[START]

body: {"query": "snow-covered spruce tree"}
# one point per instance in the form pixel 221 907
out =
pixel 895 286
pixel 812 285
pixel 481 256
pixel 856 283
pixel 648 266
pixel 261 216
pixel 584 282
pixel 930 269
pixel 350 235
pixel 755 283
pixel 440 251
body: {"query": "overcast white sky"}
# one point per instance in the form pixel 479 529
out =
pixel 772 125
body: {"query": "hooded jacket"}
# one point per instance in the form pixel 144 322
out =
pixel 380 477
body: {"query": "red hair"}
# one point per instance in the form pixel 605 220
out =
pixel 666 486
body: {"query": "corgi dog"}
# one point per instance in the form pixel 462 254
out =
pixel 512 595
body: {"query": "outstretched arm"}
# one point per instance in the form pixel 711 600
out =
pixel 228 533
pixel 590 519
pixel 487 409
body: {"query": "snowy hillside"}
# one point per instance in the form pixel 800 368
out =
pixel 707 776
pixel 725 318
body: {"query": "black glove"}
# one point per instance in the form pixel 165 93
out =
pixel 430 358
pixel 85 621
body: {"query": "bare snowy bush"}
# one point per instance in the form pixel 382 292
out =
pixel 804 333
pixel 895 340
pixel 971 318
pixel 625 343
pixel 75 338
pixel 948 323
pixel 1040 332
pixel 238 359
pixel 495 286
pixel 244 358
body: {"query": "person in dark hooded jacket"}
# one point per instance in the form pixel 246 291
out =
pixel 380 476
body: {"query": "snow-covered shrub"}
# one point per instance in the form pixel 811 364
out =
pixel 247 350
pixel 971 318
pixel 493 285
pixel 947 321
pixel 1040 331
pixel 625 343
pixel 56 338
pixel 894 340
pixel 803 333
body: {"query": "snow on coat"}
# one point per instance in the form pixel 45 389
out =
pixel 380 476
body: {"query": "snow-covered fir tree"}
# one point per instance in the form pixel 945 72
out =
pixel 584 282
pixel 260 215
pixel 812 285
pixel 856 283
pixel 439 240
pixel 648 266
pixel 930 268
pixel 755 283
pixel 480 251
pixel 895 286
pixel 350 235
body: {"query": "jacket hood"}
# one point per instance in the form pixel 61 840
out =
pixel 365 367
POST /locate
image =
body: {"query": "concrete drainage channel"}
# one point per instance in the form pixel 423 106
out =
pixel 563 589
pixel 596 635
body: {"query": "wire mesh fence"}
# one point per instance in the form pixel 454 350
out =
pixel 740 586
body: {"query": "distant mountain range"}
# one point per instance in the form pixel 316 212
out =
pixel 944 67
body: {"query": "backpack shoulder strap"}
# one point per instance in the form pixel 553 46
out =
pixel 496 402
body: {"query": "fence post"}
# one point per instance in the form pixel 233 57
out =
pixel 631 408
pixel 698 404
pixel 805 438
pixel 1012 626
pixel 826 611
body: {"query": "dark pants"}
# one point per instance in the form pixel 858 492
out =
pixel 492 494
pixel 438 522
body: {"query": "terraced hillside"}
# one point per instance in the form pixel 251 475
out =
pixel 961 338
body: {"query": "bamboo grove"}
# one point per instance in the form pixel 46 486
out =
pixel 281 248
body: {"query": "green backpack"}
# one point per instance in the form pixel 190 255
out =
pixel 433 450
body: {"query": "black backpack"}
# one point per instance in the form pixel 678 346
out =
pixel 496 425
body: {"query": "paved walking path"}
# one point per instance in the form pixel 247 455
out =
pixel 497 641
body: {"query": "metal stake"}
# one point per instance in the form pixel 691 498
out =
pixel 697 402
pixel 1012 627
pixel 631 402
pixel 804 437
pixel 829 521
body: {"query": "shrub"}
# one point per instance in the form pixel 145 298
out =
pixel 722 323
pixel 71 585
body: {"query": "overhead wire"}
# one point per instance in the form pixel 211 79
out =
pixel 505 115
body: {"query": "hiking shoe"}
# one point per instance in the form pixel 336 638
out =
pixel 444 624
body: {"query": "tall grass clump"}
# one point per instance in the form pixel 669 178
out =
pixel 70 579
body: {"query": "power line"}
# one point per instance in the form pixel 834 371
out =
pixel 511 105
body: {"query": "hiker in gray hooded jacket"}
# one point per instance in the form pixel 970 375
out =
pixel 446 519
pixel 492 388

[END]

■ Exercise directions
Can you reproduce the listing verbatim, starting at its very first line and stopping after the line that contains "pixel 487 409", with that line included?

■ Solution for this exercise
body: {"query": "snow-covered spruce tree"}
# one point per instance in the form pixel 221 907
out =
pixel 895 286
pixel 812 285
pixel 481 256
pixel 856 283
pixel 648 266
pixel 261 216
pixel 584 282
pixel 930 269
pixel 350 235
pixel 755 283
pixel 440 251
body: {"query": "overcast white sky"}
# one point per instance in the form pixel 479 529
out =
pixel 772 125
body: {"query": "hooded jacket"}
# one point per instance in the form pixel 144 322
out =
pixel 380 477
body: {"query": "red hair"}
# one point per instance in the form pixel 605 220
out =
pixel 666 486
body: {"query": "corgi dog"}
# one point per instance in the form pixel 462 254
out =
pixel 512 595
body: {"query": "outstretched arm"}
# one point per instance in the form pixel 711 600
out =
pixel 228 533
pixel 590 519
pixel 487 409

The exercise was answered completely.